SELECTED PASSAGE:
0-1 BFS (or Dijkstra)

PROBLEM:

A rook on an undirected graph moves as follows:

  • if it’s currently on vertex u, pick an integer 1 \leq d \leq deg(u).
  • Then, move to the d-th neighbor (in sorted order) of the current node as many times as it likes (as long as said d-th neighbor exists, of course).

Given a graph, a source vertex S and a target vertex T, find the minimum number of rook moves needed to move from S to T.

EXPLANATION:

As a first step, we of course sort the neighbors of every vertex.

Now, to do anything we need a nice way to model the movement of this rook.
Let’s split our graph into N layers.
On the i-th layer, each vertex u only has a directed edge to its i-th neighbor.
For convenience, let u_i denote the copy of vertex u on the i-th layer.

Then, the movement of the rook looks as follows:

  • Let the current vertex be u.
  • Choose any layer, then start at u_i and move freely along the directed edges in this layer.
    This can be thought of as the directed edges within a layer having zero weight.

To model the “choose any layer” step, we can add a “base layer” (with the copy of vertex u in this layer denoted u_0), and add the following edges:

  • u_0 \to u_i for each i \gt 0, with weight 1.
  • u_i \to u_0 for each i\gt 0, with weight 0.

Then, for a given source vertex S and target vertex T, observe that the value we’re looking for is simply the shortest path from S_0 to T_0 in our weighted graph!

Of course, the main issue now is that this new graph is simply way too large: after all, with N+1 layers and N vertices in each, we have more than N^2 vertices!

However, observe that most of them don’t really matter.
For a vertex u, if i \gt deg(u) then vertex u_i doesn’t really matter much since we can’t move out from it in the i-th layer.
So, let’s modify our graph a bit as follows:

  • For each u, if d = deg(u), keep only the vertices u_0, u_1, \ldots, u_d.
  • For each 1 \leq i \leq d, suppose we want the edge u_i \to v_i.
    Then, if i is larger than deg(v), “short circuit” the edge and direct it to v_0 instead (since in the old graph, the only outgoing edge from v_i is a 0-weight edge to v_0 anyway).

TASK TO COMPLETE:
Please answer these from the rook-moves explanation above:
(a) What weight does each edge from u_0 to u_i have?
(b) For a vertex u with d = deg(u), which copies of u are kept?
(c) What is done as the first step?

GIVEN INFORMATION:
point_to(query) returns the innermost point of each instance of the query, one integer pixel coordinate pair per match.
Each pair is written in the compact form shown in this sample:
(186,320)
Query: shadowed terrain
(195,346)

COMPLETE ANSWER:
(a) Weight 1.
(b) u_0, u_1, …, u_d.
(c) The neighbors of every vertex are sorted.